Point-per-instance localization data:
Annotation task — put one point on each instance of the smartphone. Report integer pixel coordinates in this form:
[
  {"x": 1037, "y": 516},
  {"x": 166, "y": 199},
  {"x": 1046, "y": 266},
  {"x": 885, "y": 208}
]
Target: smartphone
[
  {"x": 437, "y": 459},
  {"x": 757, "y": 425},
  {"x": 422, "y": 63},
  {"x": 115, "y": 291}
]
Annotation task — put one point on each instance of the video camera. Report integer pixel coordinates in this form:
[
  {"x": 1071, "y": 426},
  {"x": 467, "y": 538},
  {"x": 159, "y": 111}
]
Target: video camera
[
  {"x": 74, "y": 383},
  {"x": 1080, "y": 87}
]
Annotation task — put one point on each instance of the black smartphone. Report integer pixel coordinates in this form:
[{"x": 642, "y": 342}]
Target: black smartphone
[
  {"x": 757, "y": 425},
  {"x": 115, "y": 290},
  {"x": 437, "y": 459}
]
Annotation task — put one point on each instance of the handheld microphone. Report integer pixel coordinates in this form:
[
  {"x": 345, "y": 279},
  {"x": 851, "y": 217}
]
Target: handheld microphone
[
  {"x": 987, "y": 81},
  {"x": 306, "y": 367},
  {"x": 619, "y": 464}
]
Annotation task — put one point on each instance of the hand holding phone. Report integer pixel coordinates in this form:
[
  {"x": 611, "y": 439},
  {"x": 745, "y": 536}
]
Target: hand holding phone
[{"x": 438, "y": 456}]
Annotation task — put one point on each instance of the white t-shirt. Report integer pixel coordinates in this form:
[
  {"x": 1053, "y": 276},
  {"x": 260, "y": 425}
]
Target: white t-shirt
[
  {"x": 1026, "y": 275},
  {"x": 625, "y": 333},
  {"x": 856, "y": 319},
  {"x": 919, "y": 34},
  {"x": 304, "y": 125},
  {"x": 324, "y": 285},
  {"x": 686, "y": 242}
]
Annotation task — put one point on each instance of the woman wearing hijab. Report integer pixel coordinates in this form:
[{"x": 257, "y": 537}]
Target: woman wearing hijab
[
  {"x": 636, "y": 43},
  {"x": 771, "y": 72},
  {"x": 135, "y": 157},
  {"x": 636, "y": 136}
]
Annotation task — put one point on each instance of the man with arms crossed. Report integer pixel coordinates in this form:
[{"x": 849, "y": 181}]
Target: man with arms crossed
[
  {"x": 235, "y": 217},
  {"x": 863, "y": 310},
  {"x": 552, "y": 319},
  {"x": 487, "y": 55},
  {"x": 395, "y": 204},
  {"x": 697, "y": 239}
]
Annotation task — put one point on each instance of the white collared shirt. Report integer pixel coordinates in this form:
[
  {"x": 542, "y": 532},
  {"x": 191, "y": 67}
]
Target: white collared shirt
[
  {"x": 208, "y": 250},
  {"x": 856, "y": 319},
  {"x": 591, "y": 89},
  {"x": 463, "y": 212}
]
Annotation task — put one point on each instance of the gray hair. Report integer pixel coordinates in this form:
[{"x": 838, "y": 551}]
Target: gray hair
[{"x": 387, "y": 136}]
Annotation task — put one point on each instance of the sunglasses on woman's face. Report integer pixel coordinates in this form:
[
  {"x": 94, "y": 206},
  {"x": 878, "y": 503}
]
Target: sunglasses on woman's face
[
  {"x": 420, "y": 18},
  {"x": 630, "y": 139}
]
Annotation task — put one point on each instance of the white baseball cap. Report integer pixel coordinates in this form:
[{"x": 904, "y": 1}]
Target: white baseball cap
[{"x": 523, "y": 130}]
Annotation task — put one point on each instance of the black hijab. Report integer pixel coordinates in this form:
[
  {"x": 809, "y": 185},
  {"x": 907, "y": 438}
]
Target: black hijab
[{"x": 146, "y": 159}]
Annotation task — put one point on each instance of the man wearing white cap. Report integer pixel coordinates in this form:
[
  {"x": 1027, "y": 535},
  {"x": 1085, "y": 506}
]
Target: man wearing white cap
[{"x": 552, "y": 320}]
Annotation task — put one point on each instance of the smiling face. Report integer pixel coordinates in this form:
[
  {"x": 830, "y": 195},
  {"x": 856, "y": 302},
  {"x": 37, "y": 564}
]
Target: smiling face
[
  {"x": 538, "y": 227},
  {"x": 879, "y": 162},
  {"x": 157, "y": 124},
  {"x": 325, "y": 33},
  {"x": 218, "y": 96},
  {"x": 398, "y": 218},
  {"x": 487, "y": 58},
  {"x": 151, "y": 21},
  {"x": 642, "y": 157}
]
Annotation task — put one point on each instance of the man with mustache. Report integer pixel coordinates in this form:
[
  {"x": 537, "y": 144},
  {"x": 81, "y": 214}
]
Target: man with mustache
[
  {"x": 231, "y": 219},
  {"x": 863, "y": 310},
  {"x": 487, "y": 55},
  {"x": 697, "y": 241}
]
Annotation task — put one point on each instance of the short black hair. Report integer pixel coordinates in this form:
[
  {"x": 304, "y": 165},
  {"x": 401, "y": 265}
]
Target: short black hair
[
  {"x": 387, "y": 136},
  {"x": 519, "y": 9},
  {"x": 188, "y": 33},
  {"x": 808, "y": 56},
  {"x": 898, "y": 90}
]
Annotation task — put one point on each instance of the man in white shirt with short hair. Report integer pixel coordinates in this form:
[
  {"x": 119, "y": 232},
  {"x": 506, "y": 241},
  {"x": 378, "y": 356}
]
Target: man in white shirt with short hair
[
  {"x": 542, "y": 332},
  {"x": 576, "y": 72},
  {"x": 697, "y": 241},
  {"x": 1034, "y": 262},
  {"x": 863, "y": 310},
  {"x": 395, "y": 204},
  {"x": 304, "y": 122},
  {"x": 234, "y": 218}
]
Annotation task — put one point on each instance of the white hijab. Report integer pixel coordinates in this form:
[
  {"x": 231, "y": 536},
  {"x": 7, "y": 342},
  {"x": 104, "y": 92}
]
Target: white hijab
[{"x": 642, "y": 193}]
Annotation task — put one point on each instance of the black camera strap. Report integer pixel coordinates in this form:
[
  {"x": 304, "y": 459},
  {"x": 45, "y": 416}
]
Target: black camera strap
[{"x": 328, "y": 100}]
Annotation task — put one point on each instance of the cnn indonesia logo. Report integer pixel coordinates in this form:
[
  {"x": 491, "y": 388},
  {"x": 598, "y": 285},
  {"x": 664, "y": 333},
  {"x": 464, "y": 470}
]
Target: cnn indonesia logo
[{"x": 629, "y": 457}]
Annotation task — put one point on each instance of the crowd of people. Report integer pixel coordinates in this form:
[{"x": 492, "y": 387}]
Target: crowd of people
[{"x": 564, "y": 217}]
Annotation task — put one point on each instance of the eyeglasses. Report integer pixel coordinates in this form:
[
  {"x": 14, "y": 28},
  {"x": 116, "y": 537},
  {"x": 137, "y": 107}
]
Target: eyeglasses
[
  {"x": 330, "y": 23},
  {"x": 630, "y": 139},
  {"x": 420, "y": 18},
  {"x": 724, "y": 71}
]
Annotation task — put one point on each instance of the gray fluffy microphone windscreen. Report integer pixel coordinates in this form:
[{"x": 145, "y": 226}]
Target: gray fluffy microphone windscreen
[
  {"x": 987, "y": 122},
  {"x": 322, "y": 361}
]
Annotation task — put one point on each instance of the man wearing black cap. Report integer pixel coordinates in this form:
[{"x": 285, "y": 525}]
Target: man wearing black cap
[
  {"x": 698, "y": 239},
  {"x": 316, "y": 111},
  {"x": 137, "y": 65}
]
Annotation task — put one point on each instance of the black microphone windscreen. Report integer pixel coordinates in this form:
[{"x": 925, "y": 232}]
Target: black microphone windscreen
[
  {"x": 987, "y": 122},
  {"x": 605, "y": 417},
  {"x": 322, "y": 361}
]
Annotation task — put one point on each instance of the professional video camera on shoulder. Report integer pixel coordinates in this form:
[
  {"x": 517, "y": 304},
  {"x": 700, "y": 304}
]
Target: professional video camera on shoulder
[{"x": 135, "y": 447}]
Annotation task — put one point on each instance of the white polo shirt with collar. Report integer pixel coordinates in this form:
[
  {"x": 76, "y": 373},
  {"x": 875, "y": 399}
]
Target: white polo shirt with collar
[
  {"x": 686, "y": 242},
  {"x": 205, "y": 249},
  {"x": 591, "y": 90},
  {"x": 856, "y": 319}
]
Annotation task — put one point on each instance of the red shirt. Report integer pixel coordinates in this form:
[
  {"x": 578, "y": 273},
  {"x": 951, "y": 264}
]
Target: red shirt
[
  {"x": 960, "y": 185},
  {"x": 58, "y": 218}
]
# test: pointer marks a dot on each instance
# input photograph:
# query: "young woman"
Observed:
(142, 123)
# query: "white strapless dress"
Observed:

### Try it:
Look through the entries, and return every line that the word "query" appears in.

### Task result:
# query: "young woman"
# query: "white strapless dress"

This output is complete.